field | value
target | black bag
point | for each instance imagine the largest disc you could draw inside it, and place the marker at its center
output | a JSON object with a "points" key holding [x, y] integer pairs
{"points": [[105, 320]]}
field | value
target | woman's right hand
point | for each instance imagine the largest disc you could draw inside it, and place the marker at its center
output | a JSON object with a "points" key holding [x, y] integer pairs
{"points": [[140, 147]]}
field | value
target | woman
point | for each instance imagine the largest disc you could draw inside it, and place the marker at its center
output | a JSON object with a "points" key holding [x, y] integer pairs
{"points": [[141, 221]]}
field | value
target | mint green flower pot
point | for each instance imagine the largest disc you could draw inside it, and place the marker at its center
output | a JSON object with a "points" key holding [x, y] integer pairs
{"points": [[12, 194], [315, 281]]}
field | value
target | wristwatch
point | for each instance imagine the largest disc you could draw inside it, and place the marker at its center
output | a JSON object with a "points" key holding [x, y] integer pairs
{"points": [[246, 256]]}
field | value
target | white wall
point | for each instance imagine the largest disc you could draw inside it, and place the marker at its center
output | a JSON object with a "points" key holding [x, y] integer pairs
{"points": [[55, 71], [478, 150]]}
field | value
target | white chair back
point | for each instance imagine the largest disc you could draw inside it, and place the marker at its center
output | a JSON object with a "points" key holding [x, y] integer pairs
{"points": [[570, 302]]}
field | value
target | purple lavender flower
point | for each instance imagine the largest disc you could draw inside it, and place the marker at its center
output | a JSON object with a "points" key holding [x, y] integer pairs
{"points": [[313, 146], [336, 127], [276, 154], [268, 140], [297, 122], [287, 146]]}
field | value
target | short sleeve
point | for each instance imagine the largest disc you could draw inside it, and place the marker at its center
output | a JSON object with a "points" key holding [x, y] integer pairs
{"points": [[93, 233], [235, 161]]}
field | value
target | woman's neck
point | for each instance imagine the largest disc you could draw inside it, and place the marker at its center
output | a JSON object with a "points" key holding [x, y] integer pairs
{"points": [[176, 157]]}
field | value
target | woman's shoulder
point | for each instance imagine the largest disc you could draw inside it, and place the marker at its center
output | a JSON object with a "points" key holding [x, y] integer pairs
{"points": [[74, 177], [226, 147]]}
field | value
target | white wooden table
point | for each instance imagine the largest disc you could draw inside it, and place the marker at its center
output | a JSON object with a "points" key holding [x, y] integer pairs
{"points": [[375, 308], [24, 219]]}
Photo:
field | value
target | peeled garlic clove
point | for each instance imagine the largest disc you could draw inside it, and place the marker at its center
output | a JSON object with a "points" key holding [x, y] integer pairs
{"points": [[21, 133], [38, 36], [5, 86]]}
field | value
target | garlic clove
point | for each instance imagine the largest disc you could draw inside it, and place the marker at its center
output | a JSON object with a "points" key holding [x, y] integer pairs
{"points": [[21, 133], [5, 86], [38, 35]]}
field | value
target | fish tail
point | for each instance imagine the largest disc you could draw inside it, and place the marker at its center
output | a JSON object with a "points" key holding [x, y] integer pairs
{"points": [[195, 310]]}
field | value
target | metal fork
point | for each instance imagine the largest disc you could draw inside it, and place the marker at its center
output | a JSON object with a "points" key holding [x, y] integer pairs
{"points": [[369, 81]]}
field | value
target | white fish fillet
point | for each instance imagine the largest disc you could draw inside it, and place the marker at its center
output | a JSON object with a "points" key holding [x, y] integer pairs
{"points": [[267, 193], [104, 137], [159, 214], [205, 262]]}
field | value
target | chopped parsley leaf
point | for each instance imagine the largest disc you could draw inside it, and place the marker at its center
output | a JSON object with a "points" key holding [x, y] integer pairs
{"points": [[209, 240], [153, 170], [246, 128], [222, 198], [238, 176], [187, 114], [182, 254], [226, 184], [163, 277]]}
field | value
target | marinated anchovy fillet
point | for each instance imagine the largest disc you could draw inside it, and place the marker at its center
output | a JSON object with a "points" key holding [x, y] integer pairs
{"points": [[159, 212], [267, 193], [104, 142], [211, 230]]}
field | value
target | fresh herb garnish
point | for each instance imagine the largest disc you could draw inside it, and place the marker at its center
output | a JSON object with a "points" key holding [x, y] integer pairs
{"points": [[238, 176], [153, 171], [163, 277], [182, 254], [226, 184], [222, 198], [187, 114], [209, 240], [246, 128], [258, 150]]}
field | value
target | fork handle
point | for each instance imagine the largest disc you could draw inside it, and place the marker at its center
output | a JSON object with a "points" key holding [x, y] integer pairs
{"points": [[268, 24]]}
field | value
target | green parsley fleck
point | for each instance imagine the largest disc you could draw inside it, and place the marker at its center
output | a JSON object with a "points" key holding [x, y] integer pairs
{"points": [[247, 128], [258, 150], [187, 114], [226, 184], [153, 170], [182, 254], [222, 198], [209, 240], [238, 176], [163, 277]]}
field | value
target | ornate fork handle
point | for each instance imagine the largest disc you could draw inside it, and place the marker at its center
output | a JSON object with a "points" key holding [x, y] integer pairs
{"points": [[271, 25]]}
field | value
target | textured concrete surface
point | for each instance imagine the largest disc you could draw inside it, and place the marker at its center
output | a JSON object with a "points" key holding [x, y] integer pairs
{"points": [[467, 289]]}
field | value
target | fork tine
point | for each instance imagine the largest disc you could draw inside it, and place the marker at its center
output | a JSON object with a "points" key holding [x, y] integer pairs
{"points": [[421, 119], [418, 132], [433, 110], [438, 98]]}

__________________________________________________

→ REQUEST: Show every line from the items above that contains the word "green".

→ EXERCISE OUTPUT:
target | mint green flower pot
target | green parsley fleck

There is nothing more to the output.